- **Aim of the exercise**: Nothing may be dropped or altered: reproduce all the data.

- **Recorded information**:
○ ○ ○ ○
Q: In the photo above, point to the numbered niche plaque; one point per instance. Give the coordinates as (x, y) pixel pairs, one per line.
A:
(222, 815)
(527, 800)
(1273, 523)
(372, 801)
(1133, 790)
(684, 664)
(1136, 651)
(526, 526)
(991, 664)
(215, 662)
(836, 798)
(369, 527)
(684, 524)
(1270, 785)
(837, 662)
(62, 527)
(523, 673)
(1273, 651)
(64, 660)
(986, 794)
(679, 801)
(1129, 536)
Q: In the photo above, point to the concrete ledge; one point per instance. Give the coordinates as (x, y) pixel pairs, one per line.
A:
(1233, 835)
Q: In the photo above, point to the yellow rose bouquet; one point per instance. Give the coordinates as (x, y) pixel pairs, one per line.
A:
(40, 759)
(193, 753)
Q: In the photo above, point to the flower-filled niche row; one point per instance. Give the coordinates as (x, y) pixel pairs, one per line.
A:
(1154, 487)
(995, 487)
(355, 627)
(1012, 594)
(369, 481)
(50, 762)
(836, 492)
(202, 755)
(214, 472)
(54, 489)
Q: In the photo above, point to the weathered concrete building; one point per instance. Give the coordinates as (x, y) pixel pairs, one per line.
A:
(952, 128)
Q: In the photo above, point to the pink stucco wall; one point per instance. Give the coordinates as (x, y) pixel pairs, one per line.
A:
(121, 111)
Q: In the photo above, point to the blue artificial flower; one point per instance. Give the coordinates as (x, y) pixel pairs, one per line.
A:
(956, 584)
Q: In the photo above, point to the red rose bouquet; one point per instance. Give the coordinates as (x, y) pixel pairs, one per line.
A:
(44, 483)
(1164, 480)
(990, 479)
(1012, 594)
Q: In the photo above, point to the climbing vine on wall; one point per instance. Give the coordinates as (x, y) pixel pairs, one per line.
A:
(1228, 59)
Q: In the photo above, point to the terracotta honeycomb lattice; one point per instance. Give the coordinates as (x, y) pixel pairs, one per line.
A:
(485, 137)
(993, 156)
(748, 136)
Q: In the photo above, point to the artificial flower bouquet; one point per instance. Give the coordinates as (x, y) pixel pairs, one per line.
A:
○ ○ ○ ○
- **Full response**:
Q: In the photo above, point to the numbered niche plaque; one point per instance. Give the coordinates as (x, y) pixel pairs, one per line.
A:
(222, 815)
(527, 800)
(1273, 523)
(372, 801)
(1133, 790)
(684, 664)
(1136, 651)
(526, 526)
(991, 664)
(215, 662)
(836, 798)
(369, 527)
(684, 524)
(1270, 785)
(837, 662)
(62, 527)
(523, 673)
(1273, 651)
(64, 660)
(986, 794)
(679, 801)
(1129, 536)
Q: In the photo above, point to the concrete ledge; one point per instance. Give the coordinates as (x, y) pixel pairs, one per line.
A:
(1233, 835)
Q: In the photo above, point to the yellow rose bouquet; one point per instance. Give the coordinates as (x, y) pixel pairs, one per line.
A:
(40, 759)
(193, 753)
Q: In the photo above, point to the flower-filled niche row; one point per instance. Give the coordinates as (x, y) pixel pairs, one per line.
A:
(1154, 487)
(995, 487)
(355, 627)
(1012, 594)
(369, 481)
(50, 762)
(836, 492)
(202, 755)
(214, 472)
(54, 489)
Q: In the photo above, point to the weathered concrete building; one point per instance. Give the coordinates as (x, y) pixel pairs, one per line.
A:
(952, 128)
Q: In the photo above, point to the pink stucco wall; one point per instance. Give the coordinates as (x, y) pixel pairs, one per line.
A:
(121, 111)
Q: In the photo above, point to the blue artificial flower; one point per instance. Give the coordinates as (x, y) pixel pairs, one per line.
A:
(956, 584)
Q: In the photo above, point to the red rose bouquet; one point per instance. Give the coordinates as (x, y) pixel pairs, one per line.
A:
(44, 483)
(1164, 480)
(990, 479)
(1012, 594)
Q: In the photo above, point to the climbing vine on wall; one point per instance. Give the coordinates as (x, y) pixel pairs, one per line.
A:
(1228, 59)
Q: In the photo above, point to the terracotta honeycomb lattice; one point per instance. Give the coordinates as (x, y) pixel pairs, one per line.
A:
(485, 137)
(993, 156)
(748, 136)
Q: In the photo above, point to the artificial flower bouquet; one point per instance. Give the coordinates as (x, y) pixel pairs, one per line.
A:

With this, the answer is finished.